> [Consigne A] Affichez toutes les lignes des entrées qui contiennent la chaîne « stone ».

> [Extrait de page]
La Gazette de Houte-si-Plou

Juin 1997 - Numéro 2. Bimestriel. Ne paraît pas en juillet et août.
Périodique de l'Université de Houte-si-Plou, ASBL.

Editorial

«Chaque abaissement moral du pouvoir politique se paie d'une avancée politique des autorités religieuses, et d'une nouvelle arrogance des féodalités de l'argent.» Tel fut le constat de Régis Debray à la fin des années '80, à l'occasion d'un article publié dans le quotidien français Le Monde. Dix ans plus tard, nous ne pouvons que constater la véracité de ces propos, confirmant dès lors l'effroyable vérité que nous sommes tentés de ne pas admettre: si notre société est en danger, si le danger est immédiat, il me semble que le lent travail de sape des composantes des problèmes de société nous préoccupant est le fruit d'une lente métamorphose de notre paysage (a)social. Dont peu se sont réellement rendus compte. Bien que la latence des événements choquants qui se produisent quotidiennement nous ait trompés, c'est avec notre assentiment muet que se sont installées les dégradations morales que nous tendons à réprouver. Une crise profonde d'identité se fait ressentir, nous avons oublié qui nous sommes, ayant voulu masquer trop longtemps les écueils dont nous avions peur. Dormeurs, rêveurs, nous avons vécu nos rêves inconscients les yeux ouverts. Je ne le reproche à personne, cela étant le propre de l'être humain. Mais si, de temps en temps, le dormeur ne jette pas un coup d'oeil circonspect sur la situation qui s'est développée autour de lui durant ses doux songes, il risque de se réveiller en plein cauchemar, découvrant avec horreur que de sa douce candeur certains ont abusé avec froideur. Dès lors, certains vont prendre des tranquillisants, fuir dans d'aussi artificiels qu'inutiles paradis, tandis que d'autres fuiront de l'avant et tenteront d'inverser la situation, voulant imposer la pureté absolue et tombant par là-même dans les mêmes travers que leurs adversaires, espérant faire malgré eux le bonheur de leurs dormeurs.

> [Consigne B]
Répondez à ces questions d'après l'extrait de la gazette :
(i) À quel rythme la gazette paraît-elle ?
(ii) Dans quel quotidien l'article de Régis Debray cité a-t-il été publié ?
(iii) D'après l'éditorial, avec quoi se sont installées les dégradations morales que nous tendons à réprouver ?

Entrées d'étiquetage de formes
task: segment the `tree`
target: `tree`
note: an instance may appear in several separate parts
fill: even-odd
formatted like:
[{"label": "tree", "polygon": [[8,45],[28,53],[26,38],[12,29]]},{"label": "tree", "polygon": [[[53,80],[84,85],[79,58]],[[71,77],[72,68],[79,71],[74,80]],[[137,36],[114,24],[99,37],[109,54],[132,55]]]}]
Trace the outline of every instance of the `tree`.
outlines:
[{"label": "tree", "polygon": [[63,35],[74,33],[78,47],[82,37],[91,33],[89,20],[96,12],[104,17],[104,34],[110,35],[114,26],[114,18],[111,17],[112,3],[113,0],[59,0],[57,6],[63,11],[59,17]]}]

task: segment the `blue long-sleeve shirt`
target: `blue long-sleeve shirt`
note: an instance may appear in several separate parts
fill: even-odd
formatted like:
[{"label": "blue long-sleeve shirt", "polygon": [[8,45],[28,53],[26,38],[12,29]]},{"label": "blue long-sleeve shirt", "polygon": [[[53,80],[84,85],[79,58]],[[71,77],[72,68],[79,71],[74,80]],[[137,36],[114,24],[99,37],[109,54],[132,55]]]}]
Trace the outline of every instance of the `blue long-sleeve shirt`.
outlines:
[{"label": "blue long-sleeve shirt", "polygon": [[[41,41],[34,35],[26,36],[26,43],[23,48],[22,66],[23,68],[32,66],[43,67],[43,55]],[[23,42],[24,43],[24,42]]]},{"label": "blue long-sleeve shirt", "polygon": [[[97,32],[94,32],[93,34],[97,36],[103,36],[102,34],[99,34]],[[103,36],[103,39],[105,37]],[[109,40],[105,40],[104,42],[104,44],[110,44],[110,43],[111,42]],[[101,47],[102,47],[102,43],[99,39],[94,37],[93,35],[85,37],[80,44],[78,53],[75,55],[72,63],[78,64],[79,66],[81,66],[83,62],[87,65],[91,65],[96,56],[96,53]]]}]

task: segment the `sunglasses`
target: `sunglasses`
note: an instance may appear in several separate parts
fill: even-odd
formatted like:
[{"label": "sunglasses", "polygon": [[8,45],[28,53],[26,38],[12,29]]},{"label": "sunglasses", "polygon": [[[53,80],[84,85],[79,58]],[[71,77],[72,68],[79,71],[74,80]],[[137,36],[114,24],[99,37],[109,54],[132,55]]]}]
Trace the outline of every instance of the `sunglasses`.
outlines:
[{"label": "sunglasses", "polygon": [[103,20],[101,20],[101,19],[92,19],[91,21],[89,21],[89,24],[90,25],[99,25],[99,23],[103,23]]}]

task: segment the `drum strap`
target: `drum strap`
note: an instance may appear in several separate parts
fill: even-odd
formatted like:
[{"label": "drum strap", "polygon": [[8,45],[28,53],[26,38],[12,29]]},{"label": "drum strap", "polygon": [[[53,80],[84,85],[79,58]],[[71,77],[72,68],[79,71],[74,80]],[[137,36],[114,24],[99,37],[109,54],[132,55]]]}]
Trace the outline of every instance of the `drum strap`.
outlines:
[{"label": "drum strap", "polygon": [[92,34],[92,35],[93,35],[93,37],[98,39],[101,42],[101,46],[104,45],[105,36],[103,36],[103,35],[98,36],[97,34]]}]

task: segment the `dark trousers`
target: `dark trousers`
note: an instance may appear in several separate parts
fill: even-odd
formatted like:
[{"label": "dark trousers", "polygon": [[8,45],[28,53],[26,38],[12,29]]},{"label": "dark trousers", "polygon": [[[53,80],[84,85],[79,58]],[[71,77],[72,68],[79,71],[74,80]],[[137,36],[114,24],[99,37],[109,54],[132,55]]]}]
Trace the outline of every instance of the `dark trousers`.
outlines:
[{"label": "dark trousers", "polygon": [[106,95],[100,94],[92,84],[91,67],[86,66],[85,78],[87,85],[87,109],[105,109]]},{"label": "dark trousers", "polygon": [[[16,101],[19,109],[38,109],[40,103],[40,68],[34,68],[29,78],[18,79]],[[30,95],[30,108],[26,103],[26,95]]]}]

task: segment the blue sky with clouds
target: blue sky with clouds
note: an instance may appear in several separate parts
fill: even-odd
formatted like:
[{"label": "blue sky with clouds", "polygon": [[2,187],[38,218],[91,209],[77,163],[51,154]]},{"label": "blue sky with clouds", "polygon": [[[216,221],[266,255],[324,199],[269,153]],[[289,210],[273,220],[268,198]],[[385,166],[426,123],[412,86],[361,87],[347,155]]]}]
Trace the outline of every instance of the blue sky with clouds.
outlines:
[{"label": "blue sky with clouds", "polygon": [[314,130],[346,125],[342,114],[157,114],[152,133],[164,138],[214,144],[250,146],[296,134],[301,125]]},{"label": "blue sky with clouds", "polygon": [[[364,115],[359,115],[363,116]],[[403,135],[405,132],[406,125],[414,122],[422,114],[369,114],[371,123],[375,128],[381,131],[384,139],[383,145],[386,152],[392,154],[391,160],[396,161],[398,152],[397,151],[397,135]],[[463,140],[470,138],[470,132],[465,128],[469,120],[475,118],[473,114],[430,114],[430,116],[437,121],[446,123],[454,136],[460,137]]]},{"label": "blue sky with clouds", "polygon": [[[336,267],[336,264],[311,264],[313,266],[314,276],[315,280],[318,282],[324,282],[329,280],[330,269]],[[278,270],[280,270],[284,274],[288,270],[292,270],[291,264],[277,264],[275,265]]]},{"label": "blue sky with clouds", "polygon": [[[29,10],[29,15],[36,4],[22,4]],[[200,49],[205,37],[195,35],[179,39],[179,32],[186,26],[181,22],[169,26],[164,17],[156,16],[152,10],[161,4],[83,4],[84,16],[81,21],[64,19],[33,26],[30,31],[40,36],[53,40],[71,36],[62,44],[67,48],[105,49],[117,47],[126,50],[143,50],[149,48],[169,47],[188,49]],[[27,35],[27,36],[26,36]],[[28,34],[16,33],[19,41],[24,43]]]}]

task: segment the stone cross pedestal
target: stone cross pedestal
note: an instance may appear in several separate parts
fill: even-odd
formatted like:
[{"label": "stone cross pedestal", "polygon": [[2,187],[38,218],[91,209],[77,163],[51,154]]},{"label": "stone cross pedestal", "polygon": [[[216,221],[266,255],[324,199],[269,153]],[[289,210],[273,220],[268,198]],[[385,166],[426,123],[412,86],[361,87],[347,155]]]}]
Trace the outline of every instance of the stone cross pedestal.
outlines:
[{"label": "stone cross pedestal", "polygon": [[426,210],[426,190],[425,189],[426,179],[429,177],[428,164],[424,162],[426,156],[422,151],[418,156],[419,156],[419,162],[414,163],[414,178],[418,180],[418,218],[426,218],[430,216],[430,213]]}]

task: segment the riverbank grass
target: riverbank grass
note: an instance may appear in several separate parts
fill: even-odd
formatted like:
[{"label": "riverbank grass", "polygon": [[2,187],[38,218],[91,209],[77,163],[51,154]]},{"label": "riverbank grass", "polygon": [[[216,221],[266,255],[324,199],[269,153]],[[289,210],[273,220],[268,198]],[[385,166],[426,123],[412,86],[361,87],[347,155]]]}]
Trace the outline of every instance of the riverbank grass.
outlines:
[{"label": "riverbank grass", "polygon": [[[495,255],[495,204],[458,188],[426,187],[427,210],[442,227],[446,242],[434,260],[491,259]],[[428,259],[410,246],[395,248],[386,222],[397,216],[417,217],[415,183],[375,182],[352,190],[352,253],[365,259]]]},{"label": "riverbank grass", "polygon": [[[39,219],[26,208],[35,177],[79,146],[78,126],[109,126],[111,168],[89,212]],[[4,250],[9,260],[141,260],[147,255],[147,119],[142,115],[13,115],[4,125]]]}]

> [Réponse A]
task: segment the stone cross pedestal
target: stone cross pedestal
[{"label": "stone cross pedestal", "polygon": [[2,187],[38,218],[91,209],[77,163],[51,154]]},{"label": "stone cross pedestal", "polygon": [[[216,221],[266,255],[324,199],[269,153]],[[289,210],[273,220],[268,198]],[[385,166],[426,123],[412,86],[361,87],[347,155]]]}]
Trace the outline of every instance of the stone cross pedestal.
[{"label": "stone cross pedestal", "polygon": [[426,210],[426,190],[425,189],[426,179],[429,177],[428,164],[424,162],[426,156],[422,151],[418,156],[419,156],[419,162],[414,163],[414,178],[418,180],[418,218],[426,218],[430,216],[430,213]]}]

> [Réponse B]
(i) Elle est bimestrielle et ne paraît pas en juillet et août.
(ii) Dans le quotidien français Le Monde.
(iii) Avec notre assentiment muet.